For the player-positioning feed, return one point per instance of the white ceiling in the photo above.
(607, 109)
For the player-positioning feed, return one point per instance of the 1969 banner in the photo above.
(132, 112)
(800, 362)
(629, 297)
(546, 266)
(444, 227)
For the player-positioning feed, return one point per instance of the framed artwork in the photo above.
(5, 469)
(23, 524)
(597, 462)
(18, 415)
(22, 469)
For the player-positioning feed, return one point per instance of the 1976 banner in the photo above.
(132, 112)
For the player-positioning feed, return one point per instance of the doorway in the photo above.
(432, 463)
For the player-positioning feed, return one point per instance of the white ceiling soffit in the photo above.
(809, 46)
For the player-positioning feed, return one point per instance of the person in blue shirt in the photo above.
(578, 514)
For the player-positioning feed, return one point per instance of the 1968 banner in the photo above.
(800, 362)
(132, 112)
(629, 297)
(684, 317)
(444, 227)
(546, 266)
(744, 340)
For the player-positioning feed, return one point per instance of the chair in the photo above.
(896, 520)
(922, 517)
=-=-=
**What to work on:** Can you write out every item above again in full, with each coordinate in the answers increased by 127 and all other lines left as they are?

**Response to the exercise:**
For the player-positioning feed, return one point per instance of the white ceiling in the photo above.
(734, 236)
For the player-positioning feed, return one point per instance of the 1969 banner in the photo above.
(259, 239)
(927, 489)
(756, 424)
(673, 393)
(571, 354)
For the player-positioning feed, return one point per instance of the framed artwork in the photo above.
(132, 596)
(150, 651)
(724, 589)
(145, 542)
(149, 596)
For the player-positioning feed, return one point per instance of the 1976 banner in the photo above.
(259, 239)
For the player-positioning feed, return one point per instance of the doorway in the photo above.
(559, 590)
For the player-positioning feed, return one point per instance of the white ceiling soffit in the photo above.
(936, 173)
For the player-positioning feed, return one point per instance of the person in blue shirt in the photo above.
(705, 641)
For the player-positioning feed, return one point per instance of the 1968 banner in the photo above.
(927, 489)
(259, 239)
(756, 424)
(811, 444)
(571, 354)
(673, 393)
(871, 467)
For the player-positioning feed, return one point per instance of the chair in the photo above.
(1023, 647)
(1049, 644)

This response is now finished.